## Brief
Reproduce the records below with every occurrence of "Outlines" substituted by "Contours" and nothing else changed. Leave the pictures out.
** start **
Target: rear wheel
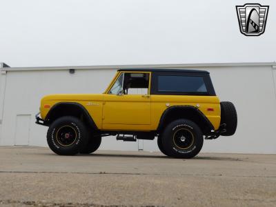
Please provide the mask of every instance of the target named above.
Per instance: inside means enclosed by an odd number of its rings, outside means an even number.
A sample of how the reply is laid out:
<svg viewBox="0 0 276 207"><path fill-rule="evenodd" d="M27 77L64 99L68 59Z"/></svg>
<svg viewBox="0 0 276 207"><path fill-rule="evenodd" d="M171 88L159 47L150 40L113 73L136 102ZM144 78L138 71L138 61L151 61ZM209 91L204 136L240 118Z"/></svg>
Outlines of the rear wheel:
<svg viewBox="0 0 276 207"><path fill-rule="evenodd" d="M167 152L165 152L165 150L163 148L162 137L160 135L158 136L158 138L157 138L157 145L158 145L158 148L159 148L160 151L165 155L168 155Z"/></svg>
<svg viewBox="0 0 276 207"><path fill-rule="evenodd" d="M169 124L162 135L162 146L168 155L176 158L192 158L203 146L203 135L199 126L187 119Z"/></svg>
<svg viewBox="0 0 276 207"><path fill-rule="evenodd" d="M50 148L61 155L74 155L88 143L84 124L75 117L66 116L56 119L47 132Z"/></svg>
<svg viewBox="0 0 276 207"><path fill-rule="evenodd" d="M90 154L96 151L101 143L101 136L90 136L87 146L79 150L81 154Z"/></svg>

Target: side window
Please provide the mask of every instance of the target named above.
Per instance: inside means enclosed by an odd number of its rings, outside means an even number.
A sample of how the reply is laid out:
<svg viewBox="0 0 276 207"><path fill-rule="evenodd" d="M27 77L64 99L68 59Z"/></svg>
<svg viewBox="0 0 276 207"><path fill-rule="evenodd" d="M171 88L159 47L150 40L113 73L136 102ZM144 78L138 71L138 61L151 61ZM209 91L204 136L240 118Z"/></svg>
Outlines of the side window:
<svg viewBox="0 0 276 207"><path fill-rule="evenodd" d="M121 73L113 86L111 88L108 94L119 94L123 91L123 81L124 73Z"/></svg>
<svg viewBox="0 0 276 207"><path fill-rule="evenodd" d="M117 79L108 94L147 95L148 83L148 73L124 72Z"/></svg>
<svg viewBox="0 0 276 207"><path fill-rule="evenodd" d="M148 73L125 73L124 94L147 95L148 90Z"/></svg>
<svg viewBox="0 0 276 207"><path fill-rule="evenodd" d="M204 79L200 76L158 75L158 92L206 93Z"/></svg>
** end **
## Final answer
Target: rear wheel
Please provide the mask of every instance of the target named above.
Per instance: inside means enclosed by an odd number of its rings, outside means an even number.
A sample of how the reply is laid out:
<svg viewBox="0 0 276 207"><path fill-rule="evenodd" d="M27 77L64 99L68 59Z"/></svg>
<svg viewBox="0 0 276 207"><path fill-rule="evenodd" d="M171 88L159 47L150 40L113 73L136 102ZM144 78L138 71L138 61L151 61ZM209 91L204 136L240 118Z"/></svg>
Contours of the rear wheel:
<svg viewBox="0 0 276 207"><path fill-rule="evenodd" d="M167 152L165 152L165 150L163 148L162 137L160 135L158 136L158 138L157 138L157 145L158 145L158 148L159 148L160 151L165 155L168 155Z"/></svg>
<svg viewBox="0 0 276 207"><path fill-rule="evenodd" d="M169 124L162 135L162 146L168 155L176 158L192 158L203 146L203 135L199 126L187 119Z"/></svg>
<svg viewBox="0 0 276 207"><path fill-rule="evenodd" d="M50 148L61 155L74 155L88 143L84 124L75 117L66 116L56 119L47 132Z"/></svg>
<svg viewBox="0 0 276 207"><path fill-rule="evenodd" d="M90 154L96 151L101 143L101 136L90 136L87 146L79 150L81 154Z"/></svg>

Target: side window
Please provide the mask of every instance of the target named above.
Per instance: inside means enclosed by an odd number of its rings, outside means an even number.
A sample of how the reply is laid out:
<svg viewBox="0 0 276 207"><path fill-rule="evenodd" d="M27 77L64 99L68 59Z"/></svg>
<svg viewBox="0 0 276 207"><path fill-rule="evenodd" d="M171 88L159 47L150 40L113 73L136 102ZM144 78L138 71L138 61L151 61ZM209 91L204 136L240 118Z"/></svg>
Contours of the side window:
<svg viewBox="0 0 276 207"><path fill-rule="evenodd" d="M121 73L113 86L111 88L108 94L119 94L123 91L123 81L124 73Z"/></svg>
<svg viewBox="0 0 276 207"><path fill-rule="evenodd" d="M117 79L108 94L147 95L148 83L148 73L124 72Z"/></svg>
<svg viewBox="0 0 276 207"><path fill-rule="evenodd" d="M148 73L125 73L124 94L147 95L148 90Z"/></svg>
<svg viewBox="0 0 276 207"><path fill-rule="evenodd" d="M204 79L200 76L158 75L158 92L206 93Z"/></svg>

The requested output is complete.